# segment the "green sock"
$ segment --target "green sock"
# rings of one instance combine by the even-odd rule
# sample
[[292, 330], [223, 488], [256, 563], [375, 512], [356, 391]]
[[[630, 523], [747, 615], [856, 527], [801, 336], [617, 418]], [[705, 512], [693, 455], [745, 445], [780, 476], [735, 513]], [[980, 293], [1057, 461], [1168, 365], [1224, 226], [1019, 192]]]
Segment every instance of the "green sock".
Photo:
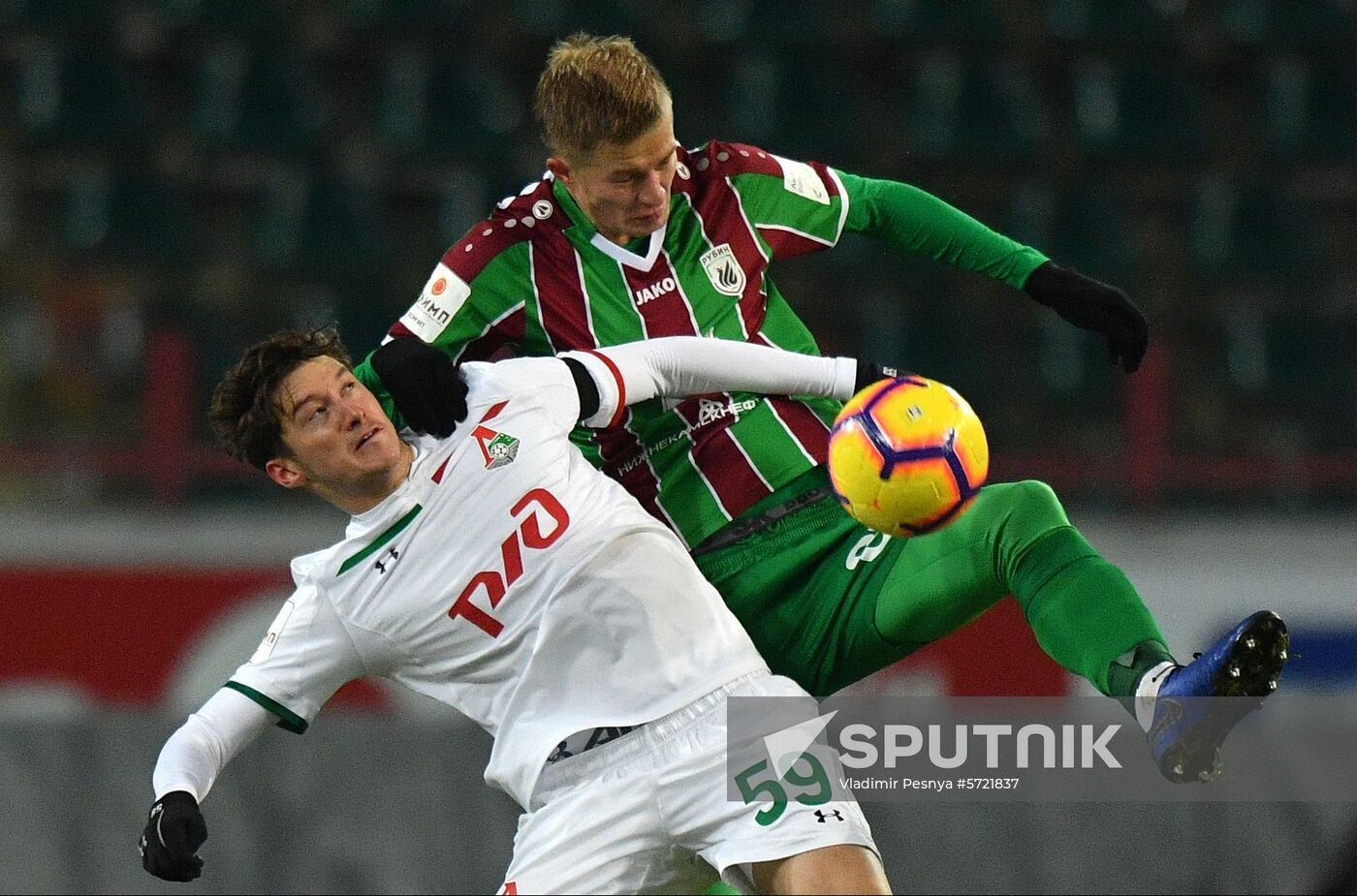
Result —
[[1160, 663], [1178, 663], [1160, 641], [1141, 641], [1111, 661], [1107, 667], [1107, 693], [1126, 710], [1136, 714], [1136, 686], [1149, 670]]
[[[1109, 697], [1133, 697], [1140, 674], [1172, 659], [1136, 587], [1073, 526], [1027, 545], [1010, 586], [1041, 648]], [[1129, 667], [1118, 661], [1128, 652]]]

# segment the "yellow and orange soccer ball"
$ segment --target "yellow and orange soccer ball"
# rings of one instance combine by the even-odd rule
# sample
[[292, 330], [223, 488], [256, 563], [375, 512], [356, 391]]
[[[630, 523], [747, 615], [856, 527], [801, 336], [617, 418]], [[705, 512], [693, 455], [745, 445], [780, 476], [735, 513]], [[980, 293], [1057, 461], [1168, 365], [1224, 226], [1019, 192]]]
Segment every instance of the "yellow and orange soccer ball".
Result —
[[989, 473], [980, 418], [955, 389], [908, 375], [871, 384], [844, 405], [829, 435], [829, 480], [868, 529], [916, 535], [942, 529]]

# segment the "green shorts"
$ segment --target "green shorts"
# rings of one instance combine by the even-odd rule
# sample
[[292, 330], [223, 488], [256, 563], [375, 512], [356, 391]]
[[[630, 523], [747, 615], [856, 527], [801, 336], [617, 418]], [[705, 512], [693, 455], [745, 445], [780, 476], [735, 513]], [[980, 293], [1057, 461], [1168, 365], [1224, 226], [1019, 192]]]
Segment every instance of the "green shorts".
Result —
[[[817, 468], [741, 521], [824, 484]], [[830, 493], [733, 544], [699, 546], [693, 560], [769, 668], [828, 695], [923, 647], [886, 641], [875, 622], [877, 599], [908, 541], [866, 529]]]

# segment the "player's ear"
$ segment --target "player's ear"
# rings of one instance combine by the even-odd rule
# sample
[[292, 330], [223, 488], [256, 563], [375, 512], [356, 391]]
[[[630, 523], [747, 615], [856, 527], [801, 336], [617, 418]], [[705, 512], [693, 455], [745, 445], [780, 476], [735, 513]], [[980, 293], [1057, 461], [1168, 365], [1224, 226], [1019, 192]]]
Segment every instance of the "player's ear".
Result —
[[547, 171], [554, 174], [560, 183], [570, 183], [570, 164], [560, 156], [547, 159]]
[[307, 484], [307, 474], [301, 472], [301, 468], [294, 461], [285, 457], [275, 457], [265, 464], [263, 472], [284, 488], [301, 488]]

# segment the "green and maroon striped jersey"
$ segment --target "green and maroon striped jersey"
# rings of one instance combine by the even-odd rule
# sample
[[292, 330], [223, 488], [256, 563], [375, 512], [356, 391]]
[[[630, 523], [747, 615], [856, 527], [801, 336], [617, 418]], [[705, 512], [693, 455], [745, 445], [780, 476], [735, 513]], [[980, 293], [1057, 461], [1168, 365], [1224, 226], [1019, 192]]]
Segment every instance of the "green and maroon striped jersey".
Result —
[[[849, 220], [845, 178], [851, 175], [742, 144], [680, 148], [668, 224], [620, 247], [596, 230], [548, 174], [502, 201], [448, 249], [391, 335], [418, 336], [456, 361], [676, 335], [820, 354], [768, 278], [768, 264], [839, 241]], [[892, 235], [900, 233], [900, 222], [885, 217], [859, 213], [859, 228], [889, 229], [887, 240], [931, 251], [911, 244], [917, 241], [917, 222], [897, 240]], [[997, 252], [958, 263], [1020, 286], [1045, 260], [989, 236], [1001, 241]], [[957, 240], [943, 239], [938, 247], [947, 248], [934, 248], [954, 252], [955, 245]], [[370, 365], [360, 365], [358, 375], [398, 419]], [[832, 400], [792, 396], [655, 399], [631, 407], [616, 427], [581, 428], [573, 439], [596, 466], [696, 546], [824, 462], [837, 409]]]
....
» REQUEST
From the data above, write out everything exactly except the pictures.

» WORKED ANSWER
# segment the "green sock"
$ segment --target "green sock"
# rings of one instance combine by the even-odd rule
# sample
[[292, 330], [223, 488], [256, 563], [375, 512], [356, 391]]
[[[630, 523], [747, 615], [856, 527], [801, 336], [617, 418]], [[705, 512], [693, 455], [745, 445], [780, 476], [735, 513]], [[980, 293], [1057, 461], [1168, 365], [1224, 226], [1019, 192]]]
Segment every instance of the "green sock".
Photo:
Result —
[[1160, 663], [1178, 663], [1160, 641], [1141, 641], [1111, 661], [1107, 667], [1107, 693], [1126, 710], [1136, 714], [1136, 686], [1149, 670]]
[[[1109, 697], [1133, 697], [1140, 674], [1172, 659], [1136, 587], [1073, 526], [1027, 545], [1010, 586], [1041, 648]], [[1129, 667], [1118, 661], [1128, 652]]]

# segment the "yellow and orange soccer ball"
$ segment --target "yellow and orange soccer ball"
# rings of one instance combine by the even-odd rule
# sample
[[292, 330], [223, 488], [256, 563], [375, 512], [356, 391]]
[[[630, 523], [747, 615], [856, 527], [801, 336], [617, 418]], [[705, 512], [693, 455], [745, 445], [780, 476], [735, 513]], [[980, 293], [1057, 461], [1168, 365], [1224, 226], [1019, 192]]]
Segment every instance of the "yellow and orange soccer ball".
Result —
[[989, 473], [980, 418], [955, 389], [908, 375], [871, 384], [844, 405], [829, 435], [829, 480], [868, 529], [916, 535], [942, 529]]

# segment the "green shorts"
$ segment --target "green shorts"
# rings of one instance combine by the even-odd rule
# sample
[[292, 330], [223, 488], [256, 563], [375, 512], [356, 391]]
[[[630, 523], [747, 615], [856, 527], [801, 336], [617, 418]], [[705, 512], [693, 455], [745, 445], [780, 476], [735, 513]], [[980, 293], [1057, 461], [1168, 365], [1224, 226], [1019, 192]]]
Segment every instance of the "green shorts".
Result —
[[[817, 468], [741, 521], [824, 484]], [[830, 493], [733, 544], [699, 546], [693, 560], [769, 668], [828, 695], [923, 647], [886, 641], [875, 622], [877, 599], [908, 541], [866, 529]]]

# segment the "player's ear"
$ segment --target "player's ear"
# rings of one instance combine by the even-odd rule
# sample
[[292, 330], [223, 488], [256, 563], [375, 512], [356, 391]]
[[[630, 523], [747, 615], [856, 527], [801, 336], [617, 418]], [[705, 512], [693, 455], [745, 445], [780, 476], [735, 513]], [[980, 293], [1057, 461], [1168, 365], [1224, 226], [1019, 192]]]
Segment every instance of the "player's ear".
Result —
[[547, 171], [554, 174], [560, 183], [570, 183], [570, 164], [560, 156], [547, 159]]
[[307, 484], [307, 474], [301, 472], [301, 468], [294, 461], [285, 457], [275, 457], [265, 464], [263, 472], [284, 488], [301, 488]]

# segment the "green and maroon striped jersey"
$ segment --target "green and maroon striped jersey"
# rings of one instance combine by the even-odd rule
# sample
[[292, 330], [223, 488], [256, 563], [375, 512], [356, 391]]
[[[630, 523], [747, 615], [856, 527], [801, 336], [617, 418]], [[705, 512], [693, 455], [745, 445], [780, 476], [735, 513]], [[980, 293], [1057, 461], [1168, 365], [1224, 226], [1019, 192]]]
Segment every instance of the "green and maroon striped jersey".
Result —
[[[849, 220], [845, 178], [851, 175], [742, 144], [680, 148], [668, 224], [620, 247], [596, 230], [548, 174], [502, 201], [448, 249], [391, 335], [418, 336], [456, 361], [676, 335], [820, 354], [768, 278], [768, 264], [839, 241]], [[892, 235], [900, 233], [900, 222], [885, 217], [859, 213], [859, 228], [889, 229], [887, 240], [931, 251], [911, 244], [917, 241], [917, 222], [897, 240]], [[997, 252], [958, 263], [1020, 286], [1045, 260], [989, 236], [1001, 241]], [[957, 240], [943, 239], [938, 247], [947, 248], [934, 248], [954, 252], [955, 245]], [[370, 365], [360, 365], [358, 375], [398, 419]], [[832, 400], [792, 396], [655, 399], [631, 407], [616, 427], [581, 428], [573, 439], [596, 466], [696, 546], [824, 462], [837, 409]]]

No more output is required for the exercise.